[Text excerpt]
══════════════════════════════

One great discussion topic and area of study has to do with defining exactly what a business is and what its obligations are to society at large and to the many stakeholders (customers, shareholders, employees, suppliers, and policymakers) participating in the business environment.
For most businesses, the focus has been first and foremost on serving the customer. For others, the focus is on the shareholder.
More recently, we have seen a broadening of the discussion to recognise the importance of multiple stakeholders and the need to promote social, environmental, and financial value. In 1970, Milton Friedman argued that the only social responsibility of business was to maximise profits.
Levitt (1958) captured this perspective succinctly when he wrote, “the business of business is profits.” However, in the real world, there is a lot of failure in the delivery of public goods, schools, infrastructure, and healthcare. As a result, corporations are being required to participate in broader societal advancement not only by regulators but by investors and other stakeholders — employees, customers, communities.
Most business leaders must navigate this line, making sure companies remain profitable enough to fund R&D, innovation, and future-proofing—while making the world a better place.

══════════════════════════════

[Problem statement]
In the passage above about what a business owes society, start at "More recently, we" and stop after "a better place.". Transcribe that span word for word.

══════════════════════════════

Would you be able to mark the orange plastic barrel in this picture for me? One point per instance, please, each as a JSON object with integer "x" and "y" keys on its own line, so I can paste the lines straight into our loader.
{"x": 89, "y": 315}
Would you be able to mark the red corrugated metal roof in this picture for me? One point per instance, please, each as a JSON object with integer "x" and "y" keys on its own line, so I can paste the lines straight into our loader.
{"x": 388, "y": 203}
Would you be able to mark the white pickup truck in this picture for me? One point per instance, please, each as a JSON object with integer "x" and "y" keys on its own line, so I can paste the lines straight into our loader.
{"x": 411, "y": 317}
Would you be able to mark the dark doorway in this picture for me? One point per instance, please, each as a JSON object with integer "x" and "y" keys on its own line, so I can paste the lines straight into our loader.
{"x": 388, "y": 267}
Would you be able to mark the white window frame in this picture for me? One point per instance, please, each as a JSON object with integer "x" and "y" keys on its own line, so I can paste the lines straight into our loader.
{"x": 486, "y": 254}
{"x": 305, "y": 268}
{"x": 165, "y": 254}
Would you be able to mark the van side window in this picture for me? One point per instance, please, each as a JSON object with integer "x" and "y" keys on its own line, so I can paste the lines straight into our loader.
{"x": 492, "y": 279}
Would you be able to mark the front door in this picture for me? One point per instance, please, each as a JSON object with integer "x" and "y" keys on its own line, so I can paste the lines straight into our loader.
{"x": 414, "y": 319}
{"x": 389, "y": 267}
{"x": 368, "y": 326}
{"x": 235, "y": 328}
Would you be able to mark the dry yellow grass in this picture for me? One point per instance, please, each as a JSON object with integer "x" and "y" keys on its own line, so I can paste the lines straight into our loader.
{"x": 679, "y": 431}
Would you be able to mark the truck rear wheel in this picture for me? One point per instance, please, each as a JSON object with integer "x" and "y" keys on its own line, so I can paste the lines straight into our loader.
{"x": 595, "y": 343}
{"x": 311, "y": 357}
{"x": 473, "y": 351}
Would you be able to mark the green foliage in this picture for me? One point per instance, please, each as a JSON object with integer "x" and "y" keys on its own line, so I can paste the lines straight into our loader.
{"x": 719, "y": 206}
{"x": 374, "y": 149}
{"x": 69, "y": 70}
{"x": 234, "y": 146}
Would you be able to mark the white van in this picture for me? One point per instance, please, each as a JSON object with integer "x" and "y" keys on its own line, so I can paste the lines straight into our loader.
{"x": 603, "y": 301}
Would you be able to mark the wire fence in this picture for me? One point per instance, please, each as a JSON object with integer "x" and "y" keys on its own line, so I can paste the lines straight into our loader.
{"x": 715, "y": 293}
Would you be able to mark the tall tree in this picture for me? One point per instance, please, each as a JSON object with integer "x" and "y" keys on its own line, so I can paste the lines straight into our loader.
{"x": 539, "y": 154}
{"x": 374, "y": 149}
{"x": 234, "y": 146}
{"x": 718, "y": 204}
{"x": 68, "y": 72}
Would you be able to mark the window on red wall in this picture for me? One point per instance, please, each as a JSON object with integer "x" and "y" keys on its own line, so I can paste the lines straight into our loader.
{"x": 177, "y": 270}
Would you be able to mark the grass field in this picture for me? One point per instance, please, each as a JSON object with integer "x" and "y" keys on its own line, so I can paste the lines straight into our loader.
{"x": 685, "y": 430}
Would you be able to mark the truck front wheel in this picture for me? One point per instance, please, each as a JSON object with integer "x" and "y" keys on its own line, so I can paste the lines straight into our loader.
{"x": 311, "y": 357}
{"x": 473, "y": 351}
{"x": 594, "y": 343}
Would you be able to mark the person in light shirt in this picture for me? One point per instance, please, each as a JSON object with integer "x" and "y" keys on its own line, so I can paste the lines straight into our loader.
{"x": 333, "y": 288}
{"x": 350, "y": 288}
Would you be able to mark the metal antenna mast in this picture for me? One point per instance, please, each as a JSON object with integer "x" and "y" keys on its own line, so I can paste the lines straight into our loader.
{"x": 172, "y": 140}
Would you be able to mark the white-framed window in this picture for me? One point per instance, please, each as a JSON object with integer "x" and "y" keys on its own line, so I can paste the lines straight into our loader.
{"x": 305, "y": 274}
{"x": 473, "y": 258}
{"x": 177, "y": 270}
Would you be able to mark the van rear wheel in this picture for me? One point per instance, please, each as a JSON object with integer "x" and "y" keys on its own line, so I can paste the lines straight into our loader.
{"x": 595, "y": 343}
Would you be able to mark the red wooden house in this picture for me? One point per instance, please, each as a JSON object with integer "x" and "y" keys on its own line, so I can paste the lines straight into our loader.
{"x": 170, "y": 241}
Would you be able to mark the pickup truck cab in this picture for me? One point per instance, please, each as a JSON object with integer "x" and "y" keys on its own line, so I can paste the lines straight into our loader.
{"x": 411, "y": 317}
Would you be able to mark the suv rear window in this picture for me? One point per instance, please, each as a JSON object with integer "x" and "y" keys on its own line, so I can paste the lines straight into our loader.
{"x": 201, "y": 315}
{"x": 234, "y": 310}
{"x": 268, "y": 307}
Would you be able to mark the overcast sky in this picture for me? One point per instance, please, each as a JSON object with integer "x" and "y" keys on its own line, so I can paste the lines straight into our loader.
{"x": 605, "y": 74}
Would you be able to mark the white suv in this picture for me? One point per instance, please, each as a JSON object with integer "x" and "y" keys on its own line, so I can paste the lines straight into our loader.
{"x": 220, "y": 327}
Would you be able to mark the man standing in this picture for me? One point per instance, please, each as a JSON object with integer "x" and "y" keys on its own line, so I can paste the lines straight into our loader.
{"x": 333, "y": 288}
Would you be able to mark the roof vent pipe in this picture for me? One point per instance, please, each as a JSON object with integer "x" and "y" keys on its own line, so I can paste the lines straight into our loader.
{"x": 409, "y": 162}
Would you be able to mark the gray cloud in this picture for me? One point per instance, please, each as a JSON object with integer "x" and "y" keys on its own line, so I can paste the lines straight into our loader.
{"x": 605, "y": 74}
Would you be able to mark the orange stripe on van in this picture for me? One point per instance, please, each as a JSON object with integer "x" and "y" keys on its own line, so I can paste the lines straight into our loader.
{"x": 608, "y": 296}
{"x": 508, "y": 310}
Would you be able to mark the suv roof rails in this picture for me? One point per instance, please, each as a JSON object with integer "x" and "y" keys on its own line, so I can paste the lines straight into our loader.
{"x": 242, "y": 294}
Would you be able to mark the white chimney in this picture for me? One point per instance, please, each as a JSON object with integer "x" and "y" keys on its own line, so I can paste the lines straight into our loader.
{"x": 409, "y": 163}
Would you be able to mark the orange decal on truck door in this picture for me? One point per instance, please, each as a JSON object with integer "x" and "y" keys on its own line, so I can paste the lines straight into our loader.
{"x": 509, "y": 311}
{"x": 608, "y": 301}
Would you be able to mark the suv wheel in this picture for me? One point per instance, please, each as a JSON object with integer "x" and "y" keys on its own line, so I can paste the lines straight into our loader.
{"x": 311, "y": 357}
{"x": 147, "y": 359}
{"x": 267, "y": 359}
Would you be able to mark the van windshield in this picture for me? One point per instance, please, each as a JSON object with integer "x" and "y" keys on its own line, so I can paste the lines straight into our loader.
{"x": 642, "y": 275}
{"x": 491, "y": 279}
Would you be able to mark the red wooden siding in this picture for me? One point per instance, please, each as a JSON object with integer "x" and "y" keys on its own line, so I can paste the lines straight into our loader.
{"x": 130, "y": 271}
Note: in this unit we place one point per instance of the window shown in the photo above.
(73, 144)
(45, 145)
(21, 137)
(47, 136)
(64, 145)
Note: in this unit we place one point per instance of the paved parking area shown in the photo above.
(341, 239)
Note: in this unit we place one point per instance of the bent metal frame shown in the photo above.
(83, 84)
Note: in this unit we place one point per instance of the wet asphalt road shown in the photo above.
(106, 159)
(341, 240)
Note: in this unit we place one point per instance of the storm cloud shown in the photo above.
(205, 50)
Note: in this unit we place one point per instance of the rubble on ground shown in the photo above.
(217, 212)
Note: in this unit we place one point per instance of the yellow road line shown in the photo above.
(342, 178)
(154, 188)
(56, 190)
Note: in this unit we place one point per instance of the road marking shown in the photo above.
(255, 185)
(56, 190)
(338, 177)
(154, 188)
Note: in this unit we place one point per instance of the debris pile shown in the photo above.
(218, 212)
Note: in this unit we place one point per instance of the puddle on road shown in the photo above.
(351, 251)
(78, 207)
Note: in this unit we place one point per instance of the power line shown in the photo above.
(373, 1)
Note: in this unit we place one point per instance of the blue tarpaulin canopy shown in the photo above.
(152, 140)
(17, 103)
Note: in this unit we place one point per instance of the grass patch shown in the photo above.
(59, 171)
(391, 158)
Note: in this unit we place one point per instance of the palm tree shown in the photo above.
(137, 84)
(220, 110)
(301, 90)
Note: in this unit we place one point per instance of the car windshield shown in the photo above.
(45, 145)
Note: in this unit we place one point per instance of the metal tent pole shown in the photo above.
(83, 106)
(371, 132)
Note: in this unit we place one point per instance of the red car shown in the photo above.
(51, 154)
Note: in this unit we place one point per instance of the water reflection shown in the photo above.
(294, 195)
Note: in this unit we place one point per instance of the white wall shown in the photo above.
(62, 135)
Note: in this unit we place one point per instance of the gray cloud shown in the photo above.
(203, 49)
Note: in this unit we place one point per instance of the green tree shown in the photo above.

══════════════════════════════

[Solution]
More recently, we have seen a broadening of the discussion to recognise the importance of multiple stakeholders and the need to promote social, environmental, and financial value. In 1970, Milton Friedman argued that the only social responsibility of business was to maximise profits.
Levitt (1958) captured this perspective succinctly when he wrote, “the business of business is profits.” However, in the real world, there is a lot of failure in the delivery of public goods, schools, infrastructure, and healthcare. As a result, corporations are being required to participate in broader societal advancement not only by regulators but by investors and other stakeholders — employees, customers, communities.
Most business leaders must navigate this line, making sure companies remain profitable enough to fund R&D, innovation, and future-proofing—while making the world a better place.